Stored data entries:
━━━━

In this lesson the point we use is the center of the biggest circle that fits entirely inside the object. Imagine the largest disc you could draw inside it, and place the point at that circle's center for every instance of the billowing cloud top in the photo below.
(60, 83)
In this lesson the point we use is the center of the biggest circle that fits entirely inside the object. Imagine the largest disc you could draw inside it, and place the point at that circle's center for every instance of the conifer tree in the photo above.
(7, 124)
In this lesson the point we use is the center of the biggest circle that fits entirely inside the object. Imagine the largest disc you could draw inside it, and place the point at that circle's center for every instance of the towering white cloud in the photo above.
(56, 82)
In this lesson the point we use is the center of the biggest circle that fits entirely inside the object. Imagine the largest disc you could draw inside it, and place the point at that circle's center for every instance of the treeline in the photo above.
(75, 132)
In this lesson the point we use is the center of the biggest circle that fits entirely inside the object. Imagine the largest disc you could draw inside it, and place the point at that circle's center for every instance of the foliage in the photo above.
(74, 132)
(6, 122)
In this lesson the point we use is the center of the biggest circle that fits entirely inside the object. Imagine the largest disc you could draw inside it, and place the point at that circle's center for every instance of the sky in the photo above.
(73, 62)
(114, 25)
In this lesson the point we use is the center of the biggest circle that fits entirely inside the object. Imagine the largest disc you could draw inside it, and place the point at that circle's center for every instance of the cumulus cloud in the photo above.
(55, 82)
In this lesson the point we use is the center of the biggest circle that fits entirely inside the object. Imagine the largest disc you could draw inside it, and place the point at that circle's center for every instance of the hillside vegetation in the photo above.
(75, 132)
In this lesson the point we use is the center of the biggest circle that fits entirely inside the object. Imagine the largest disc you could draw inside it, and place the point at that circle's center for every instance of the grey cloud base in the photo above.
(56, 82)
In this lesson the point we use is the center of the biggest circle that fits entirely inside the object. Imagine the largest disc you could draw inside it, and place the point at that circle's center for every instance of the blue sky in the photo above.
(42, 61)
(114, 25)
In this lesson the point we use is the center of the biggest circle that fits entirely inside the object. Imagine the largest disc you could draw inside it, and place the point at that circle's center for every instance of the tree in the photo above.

━━━━

### Exercise
Output all records verbatim.

### Full response
In this lesson the point we use is the center of the biggest circle that fits entirely inside the object. Imagine the largest disc you could draw inside it, and place the point at that circle's center for every instance of the billowing cloud top in the photo below.
(60, 83)
In this lesson the point we use is the center of the biggest circle that fits entirely inside the object. Imagine the largest disc you could draw inside it, and place the point at that circle's center for every instance of the conifer tree in the photo above.
(7, 124)
In this lesson the point we use is the center of the biggest circle that fits entirely inside the object. Imagine the largest disc you could draw inside it, and place the point at that circle's center for every instance of the towering white cloud in the photo above.
(56, 82)
In this lesson the point we use is the center of the biggest circle that fits entirely inside the object. Imagine the largest disc you could draw inside it, and place the point at that circle's center for every instance of the treeline in the photo above.
(75, 132)
In this lesson the point we use is the center of the biggest circle that fits entirely inside the object. Imagine the largest disc you could draw inside it, and place the point at that circle's center for every instance of the foliage in the photo above.
(74, 132)
(6, 122)
In this lesson the point we use is the center of the biggest circle that fits entirely inside the object. Imagine the largest disc you could draw inside it, and place the point at that circle's center for every instance of the sky in the photo above.
(73, 62)
(114, 25)
In this lesson the point we use is the center of the biggest circle that fits entirely inside the object. Imagine the largest disc you could draw inside it, and place the point at that circle's center for every instance of the cumulus cloud in the photo above.
(55, 82)
In this lesson the point we use is the center of the biggest circle that fits entirely inside the object. Imagine the largest disc you could draw inside it, and place the point at that circle's center for every instance of the hillside vegetation in the photo above.
(75, 132)
In this lesson the point we use is the center of the biggest circle that fits entirely inside the object. Imagine the largest disc you could draw inside it, and place the point at that circle's center for every instance of the grey cloud base in the photo above.
(56, 82)
In this lesson the point we use is the center of the biggest circle that fits entirely inside the object. Imagine the largest disc you could draw inside it, and place the point at that circle's center for every instance of the blue sky in the photo above.
(42, 61)
(114, 25)
In this lesson the point we use is the center of the biggest circle that fits entirely inside the object. Imagine the largest disc you could draw inside it, and place the point at that circle's center for every instance of the tree in the photo above.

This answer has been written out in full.